DIRECTIONS:
From the entries below, please output exactly the lines starting at the one containing "Target: group of people on deck" and ending at the one containing "Target: metal railing", both included.

[Records from a data collection]

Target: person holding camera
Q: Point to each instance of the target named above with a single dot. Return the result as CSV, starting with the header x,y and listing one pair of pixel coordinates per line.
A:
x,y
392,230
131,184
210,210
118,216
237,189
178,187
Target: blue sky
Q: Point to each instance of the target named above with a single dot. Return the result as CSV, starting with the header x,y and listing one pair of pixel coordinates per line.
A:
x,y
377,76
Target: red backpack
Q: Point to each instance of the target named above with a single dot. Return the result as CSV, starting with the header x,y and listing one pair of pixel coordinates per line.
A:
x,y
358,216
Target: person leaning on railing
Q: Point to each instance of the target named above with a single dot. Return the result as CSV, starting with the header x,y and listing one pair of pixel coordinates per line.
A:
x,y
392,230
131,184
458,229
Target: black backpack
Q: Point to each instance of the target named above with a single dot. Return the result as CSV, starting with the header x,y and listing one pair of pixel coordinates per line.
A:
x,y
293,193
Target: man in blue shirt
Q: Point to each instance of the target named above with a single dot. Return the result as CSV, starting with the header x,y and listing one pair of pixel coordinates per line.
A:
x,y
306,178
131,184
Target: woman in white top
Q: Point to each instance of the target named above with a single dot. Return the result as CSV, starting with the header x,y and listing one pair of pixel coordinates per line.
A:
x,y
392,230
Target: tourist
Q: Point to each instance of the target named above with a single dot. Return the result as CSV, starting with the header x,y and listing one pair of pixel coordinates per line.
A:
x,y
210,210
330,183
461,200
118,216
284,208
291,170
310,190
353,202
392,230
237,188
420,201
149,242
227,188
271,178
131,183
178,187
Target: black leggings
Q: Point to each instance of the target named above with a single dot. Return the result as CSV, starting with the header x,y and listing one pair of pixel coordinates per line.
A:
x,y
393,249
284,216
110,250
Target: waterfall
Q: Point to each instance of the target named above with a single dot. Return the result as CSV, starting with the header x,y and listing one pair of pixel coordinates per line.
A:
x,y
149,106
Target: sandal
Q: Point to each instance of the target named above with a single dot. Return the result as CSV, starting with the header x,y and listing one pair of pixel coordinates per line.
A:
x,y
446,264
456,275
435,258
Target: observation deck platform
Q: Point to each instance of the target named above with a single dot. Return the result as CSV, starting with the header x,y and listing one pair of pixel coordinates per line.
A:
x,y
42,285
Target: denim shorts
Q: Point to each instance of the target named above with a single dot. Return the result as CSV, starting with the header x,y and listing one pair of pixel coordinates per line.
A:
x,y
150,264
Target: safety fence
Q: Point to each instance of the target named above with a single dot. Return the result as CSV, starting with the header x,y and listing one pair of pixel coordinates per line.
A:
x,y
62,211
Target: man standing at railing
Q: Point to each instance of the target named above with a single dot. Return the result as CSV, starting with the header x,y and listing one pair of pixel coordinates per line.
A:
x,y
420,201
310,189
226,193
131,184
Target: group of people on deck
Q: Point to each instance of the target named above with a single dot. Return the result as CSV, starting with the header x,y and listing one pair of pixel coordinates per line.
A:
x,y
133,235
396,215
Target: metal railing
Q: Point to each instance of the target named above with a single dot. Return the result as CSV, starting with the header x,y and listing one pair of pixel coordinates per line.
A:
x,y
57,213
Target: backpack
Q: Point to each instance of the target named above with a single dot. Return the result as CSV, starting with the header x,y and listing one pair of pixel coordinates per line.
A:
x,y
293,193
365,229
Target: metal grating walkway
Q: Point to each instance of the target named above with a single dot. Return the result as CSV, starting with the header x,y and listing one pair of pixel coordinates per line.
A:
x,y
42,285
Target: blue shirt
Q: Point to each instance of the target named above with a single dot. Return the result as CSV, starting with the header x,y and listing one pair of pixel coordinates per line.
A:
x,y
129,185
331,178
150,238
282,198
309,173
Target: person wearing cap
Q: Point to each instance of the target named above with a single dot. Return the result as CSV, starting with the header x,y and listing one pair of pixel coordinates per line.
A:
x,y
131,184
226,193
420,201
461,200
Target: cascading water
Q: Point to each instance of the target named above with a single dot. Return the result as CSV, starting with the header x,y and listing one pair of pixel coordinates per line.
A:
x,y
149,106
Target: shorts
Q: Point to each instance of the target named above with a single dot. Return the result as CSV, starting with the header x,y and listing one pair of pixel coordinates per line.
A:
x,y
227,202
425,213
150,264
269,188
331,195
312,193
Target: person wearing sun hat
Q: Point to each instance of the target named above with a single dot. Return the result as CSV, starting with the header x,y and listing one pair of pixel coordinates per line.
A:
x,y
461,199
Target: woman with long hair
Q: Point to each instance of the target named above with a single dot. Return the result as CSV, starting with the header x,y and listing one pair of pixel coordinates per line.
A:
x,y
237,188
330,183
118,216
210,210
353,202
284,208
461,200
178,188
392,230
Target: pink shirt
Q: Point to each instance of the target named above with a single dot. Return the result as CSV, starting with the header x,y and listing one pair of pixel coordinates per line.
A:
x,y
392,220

OUTPUT:
Target: group of people on deck
Q: Point to each instance of the target named above with a single dot. Return the result as CSV, starting with the header x,y and listing one pair of pixel coordinates per line.
A:
x,y
133,235
396,215
Target: metal railing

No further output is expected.